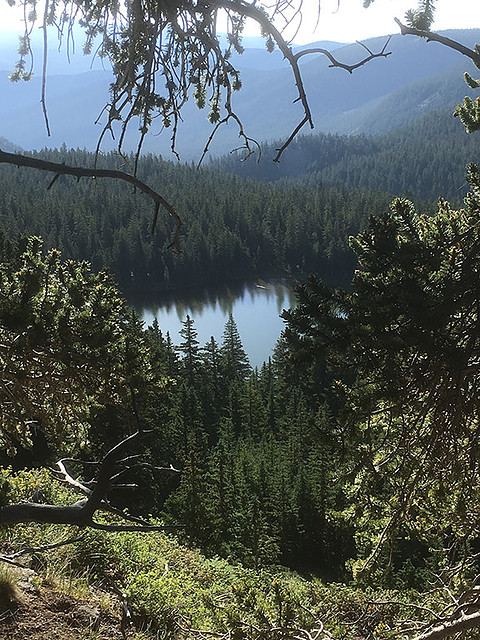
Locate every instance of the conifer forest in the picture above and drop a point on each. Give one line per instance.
(332, 493)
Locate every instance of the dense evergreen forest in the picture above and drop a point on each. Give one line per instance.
(234, 228)
(311, 462)
(424, 159)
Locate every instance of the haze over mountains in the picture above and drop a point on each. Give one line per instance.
(384, 94)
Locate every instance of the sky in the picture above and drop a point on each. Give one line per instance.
(347, 23)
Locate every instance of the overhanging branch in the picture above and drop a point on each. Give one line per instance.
(83, 172)
(431, 36)
(82, 512)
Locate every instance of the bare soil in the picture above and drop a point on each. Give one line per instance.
(44, 613)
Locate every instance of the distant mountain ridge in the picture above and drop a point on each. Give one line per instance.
(425, 158)
(381, 96)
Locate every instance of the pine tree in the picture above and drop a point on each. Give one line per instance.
(190, 349)
(235, 360)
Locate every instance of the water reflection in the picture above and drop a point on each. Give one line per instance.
(256, 308)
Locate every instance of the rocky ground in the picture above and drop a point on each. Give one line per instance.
(29, 611)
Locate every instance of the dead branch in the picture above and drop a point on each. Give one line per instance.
(431, 36)
(450, 627)
(82, 513)
(83, 172)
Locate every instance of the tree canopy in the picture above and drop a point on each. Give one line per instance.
(163, 54)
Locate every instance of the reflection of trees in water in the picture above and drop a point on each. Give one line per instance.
(223, 298)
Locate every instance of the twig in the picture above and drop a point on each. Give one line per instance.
(84, 172)
(431, 36)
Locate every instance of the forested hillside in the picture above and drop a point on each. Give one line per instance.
(234, 228)
(425, 158)
(383, 95)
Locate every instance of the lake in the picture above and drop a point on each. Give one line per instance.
(256, 308)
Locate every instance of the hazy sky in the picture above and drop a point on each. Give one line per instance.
(348, 23)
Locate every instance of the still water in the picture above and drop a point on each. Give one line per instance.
(255, 307)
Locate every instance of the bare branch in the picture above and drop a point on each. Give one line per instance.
(431, 36)
(84, 172)
(450, 627)
(82, 512)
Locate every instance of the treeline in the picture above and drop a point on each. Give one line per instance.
(256, 449)
(234, 228)
(258, 455)
(423, 159)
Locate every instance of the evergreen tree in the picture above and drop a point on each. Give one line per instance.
(234, 359)
(190, 349)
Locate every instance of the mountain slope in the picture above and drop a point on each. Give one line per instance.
(426, 158)
(383, 94)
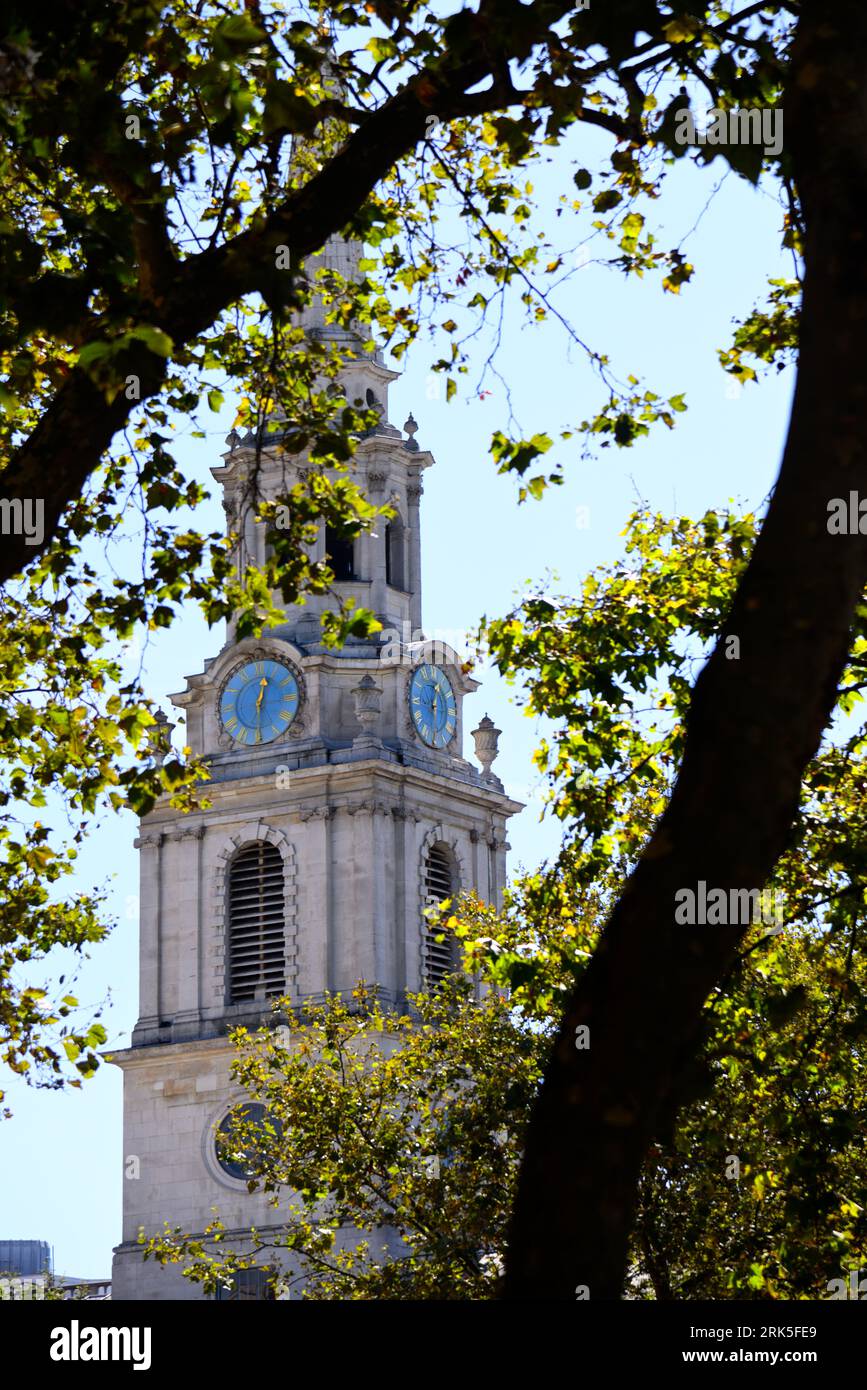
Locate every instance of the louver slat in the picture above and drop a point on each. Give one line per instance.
(256, 925)
(439, 957)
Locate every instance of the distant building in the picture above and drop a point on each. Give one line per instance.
(25, 1257)
(27, 1272)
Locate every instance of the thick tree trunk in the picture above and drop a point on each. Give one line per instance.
(753, 726)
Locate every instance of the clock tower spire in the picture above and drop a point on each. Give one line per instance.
(342, 805)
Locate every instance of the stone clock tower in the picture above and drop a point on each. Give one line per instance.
(341, 806)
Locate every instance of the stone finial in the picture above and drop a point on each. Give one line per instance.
(368, 702)
(410, 427)
(159, 738)
(486, 740)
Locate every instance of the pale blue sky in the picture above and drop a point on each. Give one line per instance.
(60, 1155)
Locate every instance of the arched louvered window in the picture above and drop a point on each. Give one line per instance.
(341, 555)
(256, 925)
(393, 553)
(439, 957)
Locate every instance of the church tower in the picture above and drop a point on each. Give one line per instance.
(341, 806)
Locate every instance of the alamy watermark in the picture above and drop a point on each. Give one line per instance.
(22, 516)
(703, 906)
(757, 125)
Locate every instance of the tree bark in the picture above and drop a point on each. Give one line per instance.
(79, 424)
(753, 726)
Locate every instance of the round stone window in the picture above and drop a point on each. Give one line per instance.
(238, 1154)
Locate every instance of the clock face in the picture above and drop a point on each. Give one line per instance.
(432, 706)
(259, 702)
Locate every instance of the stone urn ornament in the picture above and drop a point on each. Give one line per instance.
(486, 744)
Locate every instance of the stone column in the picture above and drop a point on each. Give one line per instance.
(150, 912)
(414, 491)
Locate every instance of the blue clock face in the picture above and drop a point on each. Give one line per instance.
(432, 706)
(259, 702)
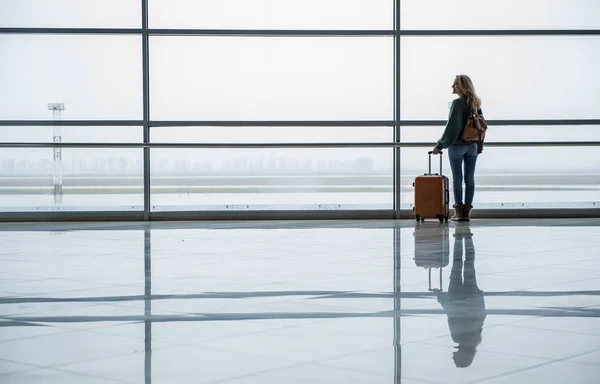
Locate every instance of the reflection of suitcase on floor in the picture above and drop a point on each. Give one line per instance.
(431, 195)
(432, 248)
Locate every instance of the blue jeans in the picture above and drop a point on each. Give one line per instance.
(457, 155)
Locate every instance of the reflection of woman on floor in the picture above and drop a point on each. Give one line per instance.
(464, 303)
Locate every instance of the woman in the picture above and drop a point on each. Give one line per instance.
(460, 151)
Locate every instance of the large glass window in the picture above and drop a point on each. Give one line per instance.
(272, 14)
(274, 78)
(97, 77)
(542, 77)
(272, 178)
(71, 179)
(71, 13)
(500, 14)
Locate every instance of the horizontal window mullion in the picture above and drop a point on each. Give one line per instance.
(499, 32)
(540, 122)
(288, 123)
(301, 32)
(291, 145)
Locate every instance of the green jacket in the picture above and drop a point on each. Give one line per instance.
(457, 119)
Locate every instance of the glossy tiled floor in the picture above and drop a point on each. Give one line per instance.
(300, 302)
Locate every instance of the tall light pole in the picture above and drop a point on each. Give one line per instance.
(56, 109)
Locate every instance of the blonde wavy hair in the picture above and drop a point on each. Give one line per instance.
(466, 88)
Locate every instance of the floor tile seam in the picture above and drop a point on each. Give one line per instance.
(530, 268)
(291, 366)
(295, 362)
(549, 362)
(63, 367)
(559, 283)
(193, 343)
(429, 339)
(33, 367)
(60, 332)
(82, 374)
(554, 330)
(58, 292)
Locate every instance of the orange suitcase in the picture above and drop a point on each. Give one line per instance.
(432, 195)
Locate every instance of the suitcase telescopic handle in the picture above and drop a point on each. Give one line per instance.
(431, 153)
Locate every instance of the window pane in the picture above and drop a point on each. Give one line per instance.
(540, 177)
(92, 179)
(97, 77)
(276, 78)
(271, 134)
(511, 133)
(272, 14)
(71, 134)
(271, 179)
(505, 14)
(516, 77)
(71, 13)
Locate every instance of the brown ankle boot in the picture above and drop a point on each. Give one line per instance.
━━━━━━━━━━━━━━━━━━━━━━━━━━━━━━
Exercise details: Exclude the pictures and repeat every other part of the records word for word.

Answer to this problem:
Locate every instance of the conifer forest in the picture above and drop a point on each. Give one line per instance.
(332, 493)
Locate every instance of the dense evergreen forest in the picture above and drop a point on each. Give one line per instance.
(234, 228)
(311, 462)
(424, 159)
Locate every instance of the haze over mountains in the picture above and drop a point on each. Give one line per instance.
(384, 94)
Locate every instance of the sky in the picture above and drop a point on each. Give one line per instance.
(347, 23)
Locate every instance of the overhanging branch in the picture above and drop a point on each. Give one line per instance.
(83, 172)
(431, 36)
(82, 512)
Locate every instance of the bare soil in the picture above and drop a point on each. Give one line per instance.
(44, 613)
Locate every instance of the distant mountain ridge in the picture above and drop a point on each. Give one line per instance.
(425, 158)
(381, 96)
Locate every instance of the pine tree in the picture above and drop a point on each. Give one line per instance.
(190, 349)
(235, 360)
Locate every instance of the water reflection in the picture above and drop a point on each. Give one line per instance.
(256, 308)
Locate every instance of the rocky ground in the picture above and drop a point on each. Give one line per instance.
(29, 611)
Locate every instance of the dead branch in the picture above and drop a point on each. Give one line per instance.
(431, 36)
(450, 627)
(82, 513)
(83, 172)
Locate every instance of the tree canopy in the picture above and drop a point on each. Give one line per instance.
(163, 54)
Locate every instance of the reflection of trees in water in the picture above and drop a point on each. Give one line per instance.
(223, 298)
Locate every instance of the twig in the picture above and drop a point on each. Give one line per instance.
(84, 172)
(431, 36)
Locate every instance of the forested hillside in the picture above and drop a point on each. Give one line per instance.
(234, 228)
(425, 158)
(383, 95)
Locate every instance of the lake in the picture above and drop a point on each. Give one line per instance.
(256, 308)
Locate every instance of the hazy sky in the picture above and drop a point on each. Give one line per instance.
(348, 23)
Locate every instance of the still water in the picture above and drop a point on each. Give one line per instance.
(255, 307)
Locate every instance of the bare branch in the picture above and drop a point on each. Give one line per instance.
(431, 36)
(84, 172)
(450, 627)
(82, 512)
Locate every instance of the treeline in the picture above and drop a point on each. Give one line per instance.
(256, 449)
(234, 228)
(258, 455)
(423, 159)
Locate every instance of the evergreen tree in the picture above and drop a point on each. Give one line per instance.
(234, 359)
(190, 349)
Locate every instance of the mountain slope in the picture above and drop a point on each. Give one line per instance.
(426, 158)
(383, 94)
Locate every instance of the louver slat in the picture above and drop a point on each. Give one line per instance.
(256, 925)
(439, 957)
Locate every instance of the distant building in the picture above and drop a point on each. Give one line per instance.
(25, 1257)
(27, 1272)
Locate every instance of the thick tree trunk in the picture above and drop a point on each. Give one line per instance.
(753, 726)
Locate every instance of the clock tower spire in the picture above and drop a point on each. Give one line per instance.
(342, 805)
Locate every instance of the stone clock tower in the picture above and drop a point on each. Give one line per instance.
(341, 806)
Locate every instance of the stone finial in the picture above and drop a point on each. Give one line per instance.
(368, 702)
(410, 427)
(159, 738)
(486, 740)
Locate every instance of the pale blue sky in the picture above and drop a point on each. Give one line per instance.
(60, 1155)
Locate every instance of the arched louvered window in the picture above and drop a point on each. Give one line per instance.
(341, 555)
(256, 925)
(393, 553)
(439, 957)
Locate every instance of the church tower in the picture above and drop a point on each. Give one line per instance.
(341, 806)
Locate every instance of the alamy watermark in the picture above and drop a point on each. Give one line per instance.
(22, 516)
(703, 906)
(757, 125)
Locate every instance of the tree bark in the picture above and drop a point on each. Give one line per instance.
(79, 424)
(753, 726)
Locate every instance of the round stone window in the picture above and drop a point on each. Give one line per instance.
(238, 1154)
Locate every instance of the clock face in the picture above and drop a point on each. Give one line per instance.
(432, 706)
(259, 702)
Locate every instance of the stone urn ornament in the picture above and drop a point on each. Give one line per instance.
(486, 744)
Locate every instance of the stone column in the picture above and drop a point on each. Give one line per instance.
(150, 912)
(414, 491)
Locate every instance of the blue clock face in the picture above and drop a point on each. Give one line per instance.
(432, 706)
(259, 702)
Locate every instance of the reflection of suitcase on floor in the picture above and drop a point on each. Give one line per instance.
(431, 195)
(432, 248)
Locate every instance of the blue jeans in the picture above and drop a point on each. Give one line per instance.
(457, 155)
Locate every instance of the reflection of woman on floor in the picture above and drop a point on each. Give one line per instance.
(464, 303)
Locate every instance of the woman in the picture above and drop a point on each. Give one line per instance.
(460, 151)
Locate every instance of the large glass window in the picture above and drop a point on each. Give one line per instance.
(272, 14)
(274, 78)
(97, 77)
(542, 77)
(272, 178)
(71, 179)
(71, 13)
(500, 14)
Locate every instance of the horizontal window mullion in the picture above and drop a point on each. Give one line per instance.
(499, 32)
(540, 122)
(288, 123)
(301, 32)
(291, 145)
Locate every instance of the green jacket in the picture above and drop a point on each. Give one line per instance.
(457, 119)
Locate every instance of the glossy tiled floor in the picture above and drop a point on each. Give one line per instance.
(300, 302)
Locate every instance of the tall light pole in the picture above and drop a point on each. Give one line per instance.
(56, 109)
Locate every instance of the blonde wavy hair in the picture above and drop a point on each. Give one line per instance.
(466, 88)
Locate every instance of the floor tile seam in the picture above and drop a point on each. Give one line per instance.
(530, 268)
(291, 366)
(295, 362)
(549, 362)
(63, 367)
(559, 283)
(193, 343)
(429, 339)
(33, 367)
(60, 332)
(82, 374)
(554, 330)
(58, 292)
Locate every instance of the orange suitcase in the picture above and drop a point on each. Give one line per instance.
(432, 195)
Locate every instance of the suitcase telescopic handle in the picture above and drop a point on each. Give one line per instance.
(431, 153)
Locate every instance of the window pane in the picture above and drop a point on each. Give one line per instance.
(540, 177)
(92, 179)
(97, 77)
(276, 78)
(271, 134)
(511, 133)
(272, 14)
(71, 134)
(271, 179)
(505, 14)
(516, 77)
(71, 13)
Locate every instance of the brown ankle boot in the picture above and drop a point on each. Give one line per instance.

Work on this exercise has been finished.